(begin)
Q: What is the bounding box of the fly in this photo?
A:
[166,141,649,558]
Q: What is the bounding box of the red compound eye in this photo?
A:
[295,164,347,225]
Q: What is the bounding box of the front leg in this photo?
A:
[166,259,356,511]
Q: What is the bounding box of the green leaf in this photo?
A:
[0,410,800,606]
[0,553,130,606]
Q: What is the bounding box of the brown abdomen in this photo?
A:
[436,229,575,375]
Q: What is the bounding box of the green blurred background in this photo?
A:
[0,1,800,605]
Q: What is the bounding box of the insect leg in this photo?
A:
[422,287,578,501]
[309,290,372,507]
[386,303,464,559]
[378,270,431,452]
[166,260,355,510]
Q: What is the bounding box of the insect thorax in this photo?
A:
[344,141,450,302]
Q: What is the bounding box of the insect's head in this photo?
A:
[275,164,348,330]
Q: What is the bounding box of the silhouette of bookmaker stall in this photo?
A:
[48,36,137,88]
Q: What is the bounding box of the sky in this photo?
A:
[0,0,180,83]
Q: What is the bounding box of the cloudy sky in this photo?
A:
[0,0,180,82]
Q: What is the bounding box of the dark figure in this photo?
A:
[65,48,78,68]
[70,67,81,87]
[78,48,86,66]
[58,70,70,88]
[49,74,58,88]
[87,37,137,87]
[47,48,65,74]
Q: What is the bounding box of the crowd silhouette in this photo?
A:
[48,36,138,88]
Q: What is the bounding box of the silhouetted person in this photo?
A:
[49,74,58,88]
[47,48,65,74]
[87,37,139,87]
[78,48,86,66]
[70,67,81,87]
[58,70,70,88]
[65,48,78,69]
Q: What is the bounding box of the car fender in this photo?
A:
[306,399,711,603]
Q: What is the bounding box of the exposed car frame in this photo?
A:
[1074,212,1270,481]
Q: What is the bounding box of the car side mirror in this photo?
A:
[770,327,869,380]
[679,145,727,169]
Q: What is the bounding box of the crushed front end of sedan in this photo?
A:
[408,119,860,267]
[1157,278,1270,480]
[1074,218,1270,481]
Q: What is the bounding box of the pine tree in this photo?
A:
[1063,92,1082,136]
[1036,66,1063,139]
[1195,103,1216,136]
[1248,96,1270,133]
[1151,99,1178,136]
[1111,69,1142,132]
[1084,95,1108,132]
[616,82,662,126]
(end)
• TASK TO COMPLETE: Put every line of the entries above into a numbered list, leaving out any blank lines.

• TASK RESPONSE:
1. Q: What is the bounding box of the fly in this photo?
2. A:
3. [166,141,649,558]
4. Q: What is the bounding box of the red compound eye in this photo?
5. A:
6. [295,164,347,225]
7. Q: What is the bounding box of the front leg in this photo?
8. A:
9. [166,259,356,511]
10. Q: What is the bounding box of the green leaf in this photo?
11. A:
12. [0,410,800,606]
13. [0,553,130,606]
14. Q: What is the bounding box of the brown abdomen in this photo?
15. A:
16. [436,229,575,375]
17. Q: What is the bounding box of the green blurred background in this photo?
18. A:
19. [0,1,800,605]
20. Q: What is the bounding box of the insect leg in this photo?
21. A:
22. [422,287,578,501]
23. [309,290,372,507]
24. [386,303,464,559]
25. [378,270,431,452]
26. [166,260,355,510]
27. Q: What is the bounding box of the insect thorax in this photo?
28. A:
29. [344,141,450,302]
30. Q: What is the bounding box of the insect's head in this photo?
31. A:
32. [275,164,348,330]
33. Q: What is the bounding box of the silhouette of bookmaker stall in this photo?
34. A:
35. [48,36,137,88]
36. Q: What is the bounding box of the sky in this photo?
37. A:
38. [0,0,180,83]
39. Q: What is the bounding box of the cloudy sky in this photo?
40. A:
41. [0,0,180,82]
42. Q: What is the bounding box of the dark figure in this photo?
43. A:
44. [65,48,78,68]
45. [70,67,81,87]
46. [78,48,86,66]
47. [58,70,70,88]
48. [49,74,58,88]
49. [87,37,137,87]
50. [47,48,65,74]
51. Q: What is the bounding box of the crowd silhouette in this photo?
52. A:
53. [48,36,138,88]
54. Q: What is the bounding box of the silhouetted person in this photo?
55. A:
56. [49,74,58,88]
57. [47,48,65,74]
58. [87,37,139,87]
59. [78,48,86,66]
60. [70,67,81,87]
61. [58,70,70,88]
62. [65,48,78,69]
63. Q: What is the bounding box of the car fender in this photo?
64. A:
65. [306,399,711,603]
66. Q: What is the bounding box of the exposed car frame in this photo?
67. A:
68. [1074,212,1270,481]
69. Q: What is the bounding box of the car side mirror in this photo?
70. A:
71. [770,327,869,380]
72. [679,145,727,169]
73. Q: What is the bounding box of the crushed front end of sedan in this photo?
74. A:
75. [408,119,860,267]
76. [1157,278,1270,480]
77. [1074,218,1270,481]
78. Q: What is the bounding box of the pine tree in this photo?
79. A:
80. [1063,92,1082,136]
81. [1036,66,1063,139]
82. [1195,103,1216,136]
83. [1248,96,1270,133]
84. [1151,99,1178,136]
85. [1111,69,1142,132]
86. [1084,95,1108,132]
87. [616,82,662,126]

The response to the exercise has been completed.